» **SOURCE RECORDS**:

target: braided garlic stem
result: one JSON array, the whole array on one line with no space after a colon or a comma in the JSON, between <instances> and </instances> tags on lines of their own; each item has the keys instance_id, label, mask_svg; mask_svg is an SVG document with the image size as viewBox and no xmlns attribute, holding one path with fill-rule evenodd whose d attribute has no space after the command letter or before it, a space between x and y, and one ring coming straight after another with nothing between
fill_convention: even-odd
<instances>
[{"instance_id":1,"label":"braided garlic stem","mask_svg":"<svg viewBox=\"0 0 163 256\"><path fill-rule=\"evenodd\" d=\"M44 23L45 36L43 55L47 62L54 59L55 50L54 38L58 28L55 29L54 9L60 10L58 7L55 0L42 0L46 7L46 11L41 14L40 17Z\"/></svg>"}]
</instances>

» **GIVEN PROBLEM**:
Can you reproduce every line of the data above without changing a single character?

» **TASK SOLUTION**:
target: braided garlic stem
result: one JSON array, the whole array on one line with no space after a colon or a comma in the JSON, between <instances> and </instances> tags on lines of their own; each item has the keys instance_id, label, mask_svg; mask_svg is an SVG document with the image size as viewBox and no xmlns attribute, holding one path with fill-rule evenodd whose d attribute has no space after the command letter or before it, a space between x and y, and one ring coming straight after another with nothing between
fill_convention: even-odd
<instances>
[{"instance_id":1,"label":"braided garlic stem","mask_svg":"<svg viewBox=\"0 0 163 256\"><path fill-rule=\"evenodd\" d=\"M44 23L45 36L43 55L47 62L54 59L55 50L54 38L58 28L55 29L54 9L60 10L58 7L55 0L42 0L46 7L46 11L41 14L40 17Z\"/></svg>"}]
</instances>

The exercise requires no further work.